--- START Source document ---

There is another way to use this example that shows the Arabic characters as they should be represented. To do this, type the command

 java AdvancedSwing.Chapter5.BidiTextExample Arabic

When you do this, the example selects a 32-point Lucida Sans Regular font instead of the Serif font used by default. Because this font contains glyphs for Arabic characters, you'll see something like the right side of Figure 5-3. The code that selects the font looks like this:

 if (args.length > 0 && args[0].equalsIgnoreCase("Arabic")) {    GraphicsEnvironment.getLocalGraphicsEnvironment().getAllFonts();    System.out.println("Using physical font");    Font font = new Font("Lucida Sans Regular", Font.PLAIN, 32);    tp.setFont(font); } else {    Font font = new Font("Serif", Font.PLAIN, 32);    tp.setFont(font); }

The first part of this "if" statement selects the physical font. The only strange part of this is the first line, which uses the getAllFonts methods of the Java 2D GraphicsEnvironment class to load the physical fonts from the file system. This line is actually a workaround for a bug in the first few customer releases of the Java 2 platform, which would not recognize physical fonts unless you force them to be loaded in this way, and may no longer be necessary by the time you read this chapter.

You'll probably notice that, whereas the left screen shot in Figure 5-3 clearly shows five characters, there appear to be only three characters when the text is rendered properly. We'll see later why this happens. In the rest of this chapter, we'll describe character and caret positions with reference to the left screen shot in Figure 5-3, because this makes it easier to visualize the connection between the five characters on the screen and the five in the underlying text component. For that reason, you are recommended to run the example program with the command line

 java AdvancedSwing.Chapter5.BidiTextExample

so that what you see matches the descriptions in the text.

Now let's see how bi-directional text affects the mapping between the model and the view. As well as displaying bi-directional text, this program also registers a CaretListener so that it can detect changes in the position of the Caret. Each time the Caret moves, it prints its new location as reported in the resulting CaretEvent, which is the offset of the Caret in the model. With the example program running, click to the left of the letter A that is, at the extreme left of the text component. When you do this, you should see the Caret's model offset reported as 0, which is consistent with its being at the beginning of the model.

--- END Source document ---
--- START Raw data ---

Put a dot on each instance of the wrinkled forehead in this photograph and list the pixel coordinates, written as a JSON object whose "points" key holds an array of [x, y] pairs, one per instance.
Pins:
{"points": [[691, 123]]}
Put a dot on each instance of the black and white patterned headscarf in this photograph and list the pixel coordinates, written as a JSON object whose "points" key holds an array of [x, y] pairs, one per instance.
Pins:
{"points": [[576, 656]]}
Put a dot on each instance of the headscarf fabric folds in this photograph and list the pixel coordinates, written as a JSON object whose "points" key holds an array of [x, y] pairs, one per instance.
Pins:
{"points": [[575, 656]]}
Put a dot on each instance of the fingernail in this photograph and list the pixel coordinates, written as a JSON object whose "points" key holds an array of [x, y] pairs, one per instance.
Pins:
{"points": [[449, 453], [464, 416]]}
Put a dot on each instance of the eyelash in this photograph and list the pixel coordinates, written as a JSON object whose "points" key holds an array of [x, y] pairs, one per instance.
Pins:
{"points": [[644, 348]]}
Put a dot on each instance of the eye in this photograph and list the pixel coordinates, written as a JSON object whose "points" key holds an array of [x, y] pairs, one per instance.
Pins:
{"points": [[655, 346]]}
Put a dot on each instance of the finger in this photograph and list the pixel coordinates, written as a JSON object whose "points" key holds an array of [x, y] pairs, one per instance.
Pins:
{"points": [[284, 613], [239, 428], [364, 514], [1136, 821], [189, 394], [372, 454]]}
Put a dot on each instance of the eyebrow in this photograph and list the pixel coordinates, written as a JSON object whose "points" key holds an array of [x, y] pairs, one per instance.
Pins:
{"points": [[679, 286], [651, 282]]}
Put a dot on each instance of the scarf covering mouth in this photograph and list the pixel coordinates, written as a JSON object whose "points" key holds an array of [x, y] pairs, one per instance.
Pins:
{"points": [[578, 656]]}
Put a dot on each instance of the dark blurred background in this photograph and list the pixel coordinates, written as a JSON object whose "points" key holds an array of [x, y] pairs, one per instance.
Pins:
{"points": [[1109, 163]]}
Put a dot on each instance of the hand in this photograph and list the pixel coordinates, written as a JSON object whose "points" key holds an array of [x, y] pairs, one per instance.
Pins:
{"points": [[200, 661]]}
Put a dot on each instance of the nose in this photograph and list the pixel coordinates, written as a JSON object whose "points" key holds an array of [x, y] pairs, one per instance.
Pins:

--- END Raw data ---

• **Exercise goal**:
Continue the passage about bi-directional text and caret positions in Swing, starting after its last sentence.

• **Exercise result**:
Core Note

When a text component contains bi-directional text, it would be misleading to try to describe a location using the words before or after, because the interpretation of these words depends on the reading order of the text. To avoid any confusion, we'll specify position using the terms left and right, where these refer to the visual ordering that you see on the screen. Therefore, the start of the text component in Figure 5-3 is to the left of the letter A and the letter Z is four characters to its right

Next, click to the right of the letter Z; as you might expect, this positions the Caret at the end of the model and returns a model offset of 5. No surprises so far, but now click to the immediate right of the letter A immediately to the left of the leftmost Arabic character. You might have expected that this would be model position 1 but, in fact, depending on exactly where you click, it reports itself either as position 1 (if you click nearer the A) or as position 4 if the mouse is nearer to the first Arabic character. By varying the position of the mouse slightly and then clicking, you should be able to get both offsets reported in the window from which the program was started. Next, click one position to the right between the first and second Arabic characters counting from the left and, perhaps not surprisingly, the model offset now becomes 3. Finally, click to the left of the letter Z; this time, the Caret is apparently at offset 4 or 1 again, depending on the exact location of the mouse, despite the fact that the position immediately to the right of the letter A was earlier reported as being model offset 4 or 1. Clearly, something strange is going on here. To see what is happening, look at Figure 5-4.

Figure 5-4. A model-to-view mapping with bi-directional text.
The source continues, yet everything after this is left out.